PROBLEM DESCRIPTION:
Arrange every line of the items below as a Markdown table with two columns, Row and Line, numbering each row and leaving out the blank lines. Do not include the pictures in your answer.

----

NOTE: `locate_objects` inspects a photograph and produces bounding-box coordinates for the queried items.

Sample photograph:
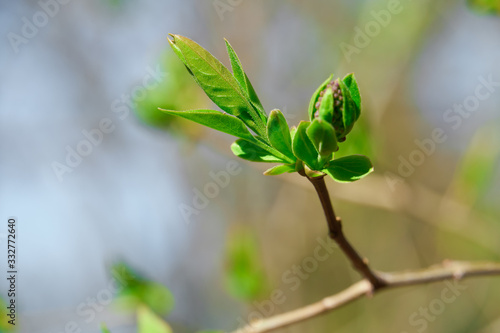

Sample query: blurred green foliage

[112,263,174,315]
[226,226,269,301]
[137,305,173,333]
[134,50,209,136]
[467,0,500,15]
[453,124,500,205]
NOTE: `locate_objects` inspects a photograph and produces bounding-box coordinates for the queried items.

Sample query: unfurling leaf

[264,163,295,176]
[231,139,286,163]
[267,109,295,160]
[323,155,373,183]
[224,39,267,122]
[160,109,253,140]
[307,119,338,162]
[292,121,318,170]
[169,35,265,137]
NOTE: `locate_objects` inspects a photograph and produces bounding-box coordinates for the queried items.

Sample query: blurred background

[0,0,500,333]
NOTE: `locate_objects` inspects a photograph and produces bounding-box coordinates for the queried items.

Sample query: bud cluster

[314,79,346,142]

----

ANSWER FOR THIS EXERCISE:
| Row | Line |
|---|---|
| 1 | NOTE: `locate_objects` inspects a photograph and produces bounding-box coordinates for the queried items. |
| 2 | Sample photograph: |
| 3 | Sample query: blurred green foliage |
| 4 | [112,263,174,315] |
| 5 | [226,226,269,301] |
| 6 | [137,305,173,333] |
| 7 | [134,50,209,136] |
| 8 | [467,0,500,15] |
| 9 | [453,124,500,205] |
| 10 | NOTE: `locate_objects` inspects a photograph and produces bounding-box coordinates for the queried items. |
| 11 | Sample query: unfurling leaf |
| 12 | [264,163,295,176] |
| 13 | [231,139,286,163] |
| 14 | [267,109,295,160] |
| 15 | [323,155,373,183] |
| 16 | [224,39,267,122] |
| 17 | [160,109,253,140] |
| 18 | [307,119,338,162] |
| 19 | [292,121,318,170] |
| 20 | [169,35,265,137] |
| 21 | NOTE: `locate_objects` inspects a photograph and produces bounding-box coordinates for the queried items. |
| 22 | Sample query: blurred background |
| 23 | [0,0,500,333] |
| 24 | NOTE: `locate_objects` inspects a photograph and produces bounding-box coordinates for the queried items. |
| 25 | Sample query: bud cluster |
| 26 | [314,79,346,142] |